## Start MATERIAL FOR THIS EXERCISE

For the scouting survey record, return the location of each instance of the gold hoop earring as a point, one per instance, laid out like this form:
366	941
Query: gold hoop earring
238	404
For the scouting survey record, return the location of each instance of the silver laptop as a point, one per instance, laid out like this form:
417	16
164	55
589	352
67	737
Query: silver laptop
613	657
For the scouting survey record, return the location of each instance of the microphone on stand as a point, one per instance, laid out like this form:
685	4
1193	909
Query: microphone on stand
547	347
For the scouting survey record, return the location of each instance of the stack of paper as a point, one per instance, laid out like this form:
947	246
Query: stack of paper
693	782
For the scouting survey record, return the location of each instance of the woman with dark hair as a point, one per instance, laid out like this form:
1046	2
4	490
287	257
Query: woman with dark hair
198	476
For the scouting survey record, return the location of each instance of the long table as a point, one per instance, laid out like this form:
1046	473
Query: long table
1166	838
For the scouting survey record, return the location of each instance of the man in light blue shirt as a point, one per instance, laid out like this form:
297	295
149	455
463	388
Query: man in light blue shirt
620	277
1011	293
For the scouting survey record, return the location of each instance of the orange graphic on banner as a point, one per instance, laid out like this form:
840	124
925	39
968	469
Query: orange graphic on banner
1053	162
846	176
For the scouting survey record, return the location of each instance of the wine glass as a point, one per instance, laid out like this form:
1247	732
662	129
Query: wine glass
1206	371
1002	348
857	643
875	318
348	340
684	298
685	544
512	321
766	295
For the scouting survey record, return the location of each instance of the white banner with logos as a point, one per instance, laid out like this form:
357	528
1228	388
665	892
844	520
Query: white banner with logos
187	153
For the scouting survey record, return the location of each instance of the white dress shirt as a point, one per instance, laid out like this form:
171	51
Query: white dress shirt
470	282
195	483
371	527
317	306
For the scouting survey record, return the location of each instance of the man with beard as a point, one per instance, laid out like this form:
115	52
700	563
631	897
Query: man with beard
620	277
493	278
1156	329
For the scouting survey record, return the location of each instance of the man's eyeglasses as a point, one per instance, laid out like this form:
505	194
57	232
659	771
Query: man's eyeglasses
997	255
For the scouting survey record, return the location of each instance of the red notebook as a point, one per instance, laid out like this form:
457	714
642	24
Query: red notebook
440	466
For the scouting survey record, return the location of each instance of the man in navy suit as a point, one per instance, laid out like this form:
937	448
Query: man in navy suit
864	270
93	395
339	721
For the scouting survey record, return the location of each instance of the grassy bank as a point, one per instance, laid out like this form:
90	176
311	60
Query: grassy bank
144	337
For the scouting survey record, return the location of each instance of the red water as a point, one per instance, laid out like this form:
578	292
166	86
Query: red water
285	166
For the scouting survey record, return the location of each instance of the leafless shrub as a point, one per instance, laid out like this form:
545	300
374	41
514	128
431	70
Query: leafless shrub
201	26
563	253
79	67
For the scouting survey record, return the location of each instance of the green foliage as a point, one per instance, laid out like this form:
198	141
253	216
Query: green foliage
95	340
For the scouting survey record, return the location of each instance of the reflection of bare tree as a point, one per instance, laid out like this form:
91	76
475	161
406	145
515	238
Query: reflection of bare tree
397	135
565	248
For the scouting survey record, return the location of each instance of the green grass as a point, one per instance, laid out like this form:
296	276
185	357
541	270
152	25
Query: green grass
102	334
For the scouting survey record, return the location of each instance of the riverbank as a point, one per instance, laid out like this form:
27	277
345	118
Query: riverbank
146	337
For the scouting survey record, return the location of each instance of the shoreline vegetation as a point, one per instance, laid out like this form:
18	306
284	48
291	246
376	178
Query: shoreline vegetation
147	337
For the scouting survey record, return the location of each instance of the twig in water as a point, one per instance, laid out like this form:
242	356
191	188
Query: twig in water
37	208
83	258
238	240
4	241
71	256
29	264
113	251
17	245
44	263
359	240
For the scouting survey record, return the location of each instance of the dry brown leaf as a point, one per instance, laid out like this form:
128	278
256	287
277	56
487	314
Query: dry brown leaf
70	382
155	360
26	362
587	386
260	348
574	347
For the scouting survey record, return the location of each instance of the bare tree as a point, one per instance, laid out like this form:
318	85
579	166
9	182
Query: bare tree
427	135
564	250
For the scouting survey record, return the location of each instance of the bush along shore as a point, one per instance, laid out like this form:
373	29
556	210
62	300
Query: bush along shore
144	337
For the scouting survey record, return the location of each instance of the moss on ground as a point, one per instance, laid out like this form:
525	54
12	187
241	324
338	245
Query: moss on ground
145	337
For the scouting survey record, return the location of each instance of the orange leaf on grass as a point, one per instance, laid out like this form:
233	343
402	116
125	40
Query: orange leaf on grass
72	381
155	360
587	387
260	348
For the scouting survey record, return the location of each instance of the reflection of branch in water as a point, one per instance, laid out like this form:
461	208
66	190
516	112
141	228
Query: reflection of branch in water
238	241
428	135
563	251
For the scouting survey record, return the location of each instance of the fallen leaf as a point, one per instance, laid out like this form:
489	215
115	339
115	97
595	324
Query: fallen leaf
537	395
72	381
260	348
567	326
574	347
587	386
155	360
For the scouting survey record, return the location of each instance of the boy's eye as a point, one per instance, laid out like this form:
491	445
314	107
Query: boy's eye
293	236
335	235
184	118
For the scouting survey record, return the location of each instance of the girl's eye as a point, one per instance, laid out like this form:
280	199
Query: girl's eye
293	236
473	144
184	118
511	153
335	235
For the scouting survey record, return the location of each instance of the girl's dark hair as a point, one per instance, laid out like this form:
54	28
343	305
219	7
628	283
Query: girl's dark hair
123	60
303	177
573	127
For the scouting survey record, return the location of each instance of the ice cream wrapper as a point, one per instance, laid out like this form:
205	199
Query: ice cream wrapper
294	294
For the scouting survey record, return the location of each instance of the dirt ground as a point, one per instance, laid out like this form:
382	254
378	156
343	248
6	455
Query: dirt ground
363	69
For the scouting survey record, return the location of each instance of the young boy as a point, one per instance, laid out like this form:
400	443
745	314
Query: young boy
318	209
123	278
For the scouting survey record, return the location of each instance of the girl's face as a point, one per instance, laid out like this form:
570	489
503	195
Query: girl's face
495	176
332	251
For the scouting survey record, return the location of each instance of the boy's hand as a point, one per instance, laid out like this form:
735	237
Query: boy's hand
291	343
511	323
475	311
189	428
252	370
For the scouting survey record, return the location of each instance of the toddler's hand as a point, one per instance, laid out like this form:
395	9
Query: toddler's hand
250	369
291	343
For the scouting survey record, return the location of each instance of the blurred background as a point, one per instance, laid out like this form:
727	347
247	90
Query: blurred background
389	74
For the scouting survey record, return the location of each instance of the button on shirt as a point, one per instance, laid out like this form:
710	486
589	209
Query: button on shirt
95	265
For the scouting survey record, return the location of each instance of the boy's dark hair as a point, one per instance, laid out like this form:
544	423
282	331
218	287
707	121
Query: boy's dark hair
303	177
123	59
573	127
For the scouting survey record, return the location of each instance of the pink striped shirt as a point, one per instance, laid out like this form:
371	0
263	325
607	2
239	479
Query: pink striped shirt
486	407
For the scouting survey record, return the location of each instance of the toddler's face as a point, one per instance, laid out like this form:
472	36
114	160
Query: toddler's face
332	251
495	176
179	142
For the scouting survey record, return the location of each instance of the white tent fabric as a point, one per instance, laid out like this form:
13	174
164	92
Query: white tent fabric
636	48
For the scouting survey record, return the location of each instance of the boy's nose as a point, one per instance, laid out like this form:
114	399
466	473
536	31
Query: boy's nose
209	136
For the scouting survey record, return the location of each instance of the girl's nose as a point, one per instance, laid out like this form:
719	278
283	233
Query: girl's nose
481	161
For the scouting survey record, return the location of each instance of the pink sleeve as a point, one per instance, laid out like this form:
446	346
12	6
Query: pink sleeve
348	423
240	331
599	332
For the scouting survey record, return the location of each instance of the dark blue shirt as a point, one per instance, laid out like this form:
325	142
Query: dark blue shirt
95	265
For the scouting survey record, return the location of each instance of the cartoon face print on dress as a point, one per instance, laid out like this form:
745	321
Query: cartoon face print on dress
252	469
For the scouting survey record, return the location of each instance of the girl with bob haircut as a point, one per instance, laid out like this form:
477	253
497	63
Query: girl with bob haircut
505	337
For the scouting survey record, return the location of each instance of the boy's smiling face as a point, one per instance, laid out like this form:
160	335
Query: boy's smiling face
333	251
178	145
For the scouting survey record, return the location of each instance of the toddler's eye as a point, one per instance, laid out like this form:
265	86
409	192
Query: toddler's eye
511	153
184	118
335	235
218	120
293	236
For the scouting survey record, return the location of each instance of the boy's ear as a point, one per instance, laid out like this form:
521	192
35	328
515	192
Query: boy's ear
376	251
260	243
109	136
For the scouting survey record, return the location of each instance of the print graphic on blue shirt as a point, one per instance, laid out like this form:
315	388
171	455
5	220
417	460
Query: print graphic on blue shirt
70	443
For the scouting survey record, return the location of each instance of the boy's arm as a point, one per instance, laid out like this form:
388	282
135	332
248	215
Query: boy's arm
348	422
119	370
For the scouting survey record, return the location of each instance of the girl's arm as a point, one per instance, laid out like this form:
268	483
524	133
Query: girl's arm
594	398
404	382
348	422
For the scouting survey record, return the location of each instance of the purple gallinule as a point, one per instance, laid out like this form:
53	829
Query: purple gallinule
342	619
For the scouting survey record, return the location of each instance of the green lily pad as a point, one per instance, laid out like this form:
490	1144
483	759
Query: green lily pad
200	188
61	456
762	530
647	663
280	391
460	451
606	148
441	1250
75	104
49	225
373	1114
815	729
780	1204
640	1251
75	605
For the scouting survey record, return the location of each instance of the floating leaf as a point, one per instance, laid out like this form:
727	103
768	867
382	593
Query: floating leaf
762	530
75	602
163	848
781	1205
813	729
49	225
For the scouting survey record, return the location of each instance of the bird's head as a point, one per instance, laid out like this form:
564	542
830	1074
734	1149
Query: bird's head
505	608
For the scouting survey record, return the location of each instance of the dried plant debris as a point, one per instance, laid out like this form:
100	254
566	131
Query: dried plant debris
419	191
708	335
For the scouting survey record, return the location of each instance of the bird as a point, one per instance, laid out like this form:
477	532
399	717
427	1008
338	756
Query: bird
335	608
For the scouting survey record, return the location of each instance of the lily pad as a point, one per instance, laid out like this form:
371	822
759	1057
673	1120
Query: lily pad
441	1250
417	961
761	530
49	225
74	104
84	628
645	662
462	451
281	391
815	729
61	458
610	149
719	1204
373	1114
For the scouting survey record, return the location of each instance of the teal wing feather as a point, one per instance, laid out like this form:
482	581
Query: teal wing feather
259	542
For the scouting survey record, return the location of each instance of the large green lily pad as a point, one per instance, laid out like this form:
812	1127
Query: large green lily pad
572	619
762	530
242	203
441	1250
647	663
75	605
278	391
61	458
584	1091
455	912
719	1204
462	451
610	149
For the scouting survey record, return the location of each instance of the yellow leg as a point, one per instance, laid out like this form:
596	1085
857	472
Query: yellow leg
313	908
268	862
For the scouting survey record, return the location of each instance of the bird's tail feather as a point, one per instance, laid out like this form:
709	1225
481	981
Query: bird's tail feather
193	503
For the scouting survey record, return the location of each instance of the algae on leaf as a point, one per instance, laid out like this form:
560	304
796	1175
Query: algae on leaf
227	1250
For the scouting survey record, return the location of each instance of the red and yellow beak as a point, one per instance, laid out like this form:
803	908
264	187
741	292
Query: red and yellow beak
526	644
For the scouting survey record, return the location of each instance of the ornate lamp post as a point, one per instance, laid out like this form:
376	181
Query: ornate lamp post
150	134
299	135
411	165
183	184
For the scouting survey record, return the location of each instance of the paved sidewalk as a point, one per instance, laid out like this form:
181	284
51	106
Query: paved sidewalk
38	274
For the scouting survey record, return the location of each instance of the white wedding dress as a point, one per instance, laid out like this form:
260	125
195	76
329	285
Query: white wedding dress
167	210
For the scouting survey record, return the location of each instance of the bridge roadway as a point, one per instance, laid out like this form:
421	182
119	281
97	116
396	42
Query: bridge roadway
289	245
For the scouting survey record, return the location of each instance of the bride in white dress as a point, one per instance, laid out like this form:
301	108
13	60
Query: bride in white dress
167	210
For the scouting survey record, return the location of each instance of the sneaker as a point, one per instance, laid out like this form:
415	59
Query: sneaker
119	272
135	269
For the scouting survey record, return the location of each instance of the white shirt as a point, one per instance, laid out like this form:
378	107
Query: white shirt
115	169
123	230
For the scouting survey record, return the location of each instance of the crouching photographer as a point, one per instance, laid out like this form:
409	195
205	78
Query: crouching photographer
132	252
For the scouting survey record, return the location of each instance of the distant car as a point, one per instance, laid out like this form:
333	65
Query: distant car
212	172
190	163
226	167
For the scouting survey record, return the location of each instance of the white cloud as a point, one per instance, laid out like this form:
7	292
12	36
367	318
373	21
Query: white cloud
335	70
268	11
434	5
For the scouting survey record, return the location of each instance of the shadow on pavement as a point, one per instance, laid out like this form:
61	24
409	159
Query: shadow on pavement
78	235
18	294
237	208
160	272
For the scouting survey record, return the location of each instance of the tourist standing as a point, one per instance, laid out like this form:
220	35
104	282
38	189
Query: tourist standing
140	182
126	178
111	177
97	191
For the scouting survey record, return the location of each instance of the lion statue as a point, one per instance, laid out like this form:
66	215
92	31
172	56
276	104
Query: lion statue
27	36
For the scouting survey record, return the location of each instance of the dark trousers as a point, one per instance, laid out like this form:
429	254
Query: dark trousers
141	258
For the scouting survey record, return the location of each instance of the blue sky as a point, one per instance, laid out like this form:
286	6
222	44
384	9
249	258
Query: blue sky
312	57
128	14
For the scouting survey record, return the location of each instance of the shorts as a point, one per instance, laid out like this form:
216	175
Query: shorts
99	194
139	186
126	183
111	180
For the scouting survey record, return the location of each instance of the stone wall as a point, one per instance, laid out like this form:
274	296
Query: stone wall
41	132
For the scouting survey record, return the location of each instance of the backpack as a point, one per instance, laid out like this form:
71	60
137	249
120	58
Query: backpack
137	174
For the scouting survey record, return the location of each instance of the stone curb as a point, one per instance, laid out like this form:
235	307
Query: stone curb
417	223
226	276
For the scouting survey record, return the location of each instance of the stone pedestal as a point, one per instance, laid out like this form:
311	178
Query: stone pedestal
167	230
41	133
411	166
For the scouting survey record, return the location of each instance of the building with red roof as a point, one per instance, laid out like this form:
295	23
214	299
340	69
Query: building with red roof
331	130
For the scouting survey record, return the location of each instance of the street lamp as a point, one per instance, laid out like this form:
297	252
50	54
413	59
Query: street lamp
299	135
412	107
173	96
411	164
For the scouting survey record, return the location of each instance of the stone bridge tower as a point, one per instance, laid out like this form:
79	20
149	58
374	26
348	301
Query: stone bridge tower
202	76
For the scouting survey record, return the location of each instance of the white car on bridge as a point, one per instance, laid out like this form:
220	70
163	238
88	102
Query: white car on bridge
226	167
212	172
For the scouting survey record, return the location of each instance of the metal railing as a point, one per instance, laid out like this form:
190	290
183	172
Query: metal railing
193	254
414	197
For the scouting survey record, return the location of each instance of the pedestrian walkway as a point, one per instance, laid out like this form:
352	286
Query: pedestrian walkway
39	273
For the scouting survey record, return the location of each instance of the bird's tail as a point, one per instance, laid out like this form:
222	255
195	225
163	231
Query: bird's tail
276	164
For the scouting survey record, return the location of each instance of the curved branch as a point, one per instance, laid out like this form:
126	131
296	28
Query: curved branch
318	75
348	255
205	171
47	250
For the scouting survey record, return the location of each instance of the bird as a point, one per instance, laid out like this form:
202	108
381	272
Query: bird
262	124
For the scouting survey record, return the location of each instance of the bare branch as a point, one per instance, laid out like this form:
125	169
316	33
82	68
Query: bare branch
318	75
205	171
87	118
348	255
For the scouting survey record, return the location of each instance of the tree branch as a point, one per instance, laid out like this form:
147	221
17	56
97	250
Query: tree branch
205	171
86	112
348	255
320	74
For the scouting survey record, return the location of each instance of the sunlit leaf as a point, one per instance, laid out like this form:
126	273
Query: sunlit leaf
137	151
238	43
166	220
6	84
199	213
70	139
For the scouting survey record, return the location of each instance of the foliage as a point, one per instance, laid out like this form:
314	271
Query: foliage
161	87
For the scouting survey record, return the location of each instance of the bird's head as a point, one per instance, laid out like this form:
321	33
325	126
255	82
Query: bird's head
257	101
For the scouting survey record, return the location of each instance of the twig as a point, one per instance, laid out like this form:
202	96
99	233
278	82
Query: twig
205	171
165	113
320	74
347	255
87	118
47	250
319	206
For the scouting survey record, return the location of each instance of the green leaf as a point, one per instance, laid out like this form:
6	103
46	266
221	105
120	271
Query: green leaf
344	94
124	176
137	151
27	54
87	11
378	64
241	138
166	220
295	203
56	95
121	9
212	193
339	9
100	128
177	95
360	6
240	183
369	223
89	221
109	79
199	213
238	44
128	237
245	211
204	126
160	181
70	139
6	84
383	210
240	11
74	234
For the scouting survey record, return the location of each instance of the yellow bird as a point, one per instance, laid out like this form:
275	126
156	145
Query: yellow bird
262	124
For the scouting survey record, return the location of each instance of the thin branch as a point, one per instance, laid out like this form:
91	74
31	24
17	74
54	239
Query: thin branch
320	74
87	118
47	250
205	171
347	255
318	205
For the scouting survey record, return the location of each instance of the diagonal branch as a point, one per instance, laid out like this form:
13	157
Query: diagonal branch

## End MATERIAL FOR THIS EXERCISE

- [REQUIREMENTS] Beginning at the line that holds "the yellow bird", reproduce each line of the records above down to and including the last one.

- [ANSWER TO THE PROBLEM]
For the scouting survey record, return the location of each instance of the yellow bird as a point, one per instance, laid out like this form:
275	126
156	145
Query: yellow bird
262	124
For the scouting survey record, return the location of each instance of the thin branch as a point, one per instance, laid out like this form:
91	74
31	24
17	74
54	239
Query: thin branch
320	74
87	118
47	250
205	171
347	255
318	205
For the scouting survey record, return the location of each instance of the diagonal branch as a point, one per instance, laid out like this form:
13	157
Query: diagonal branch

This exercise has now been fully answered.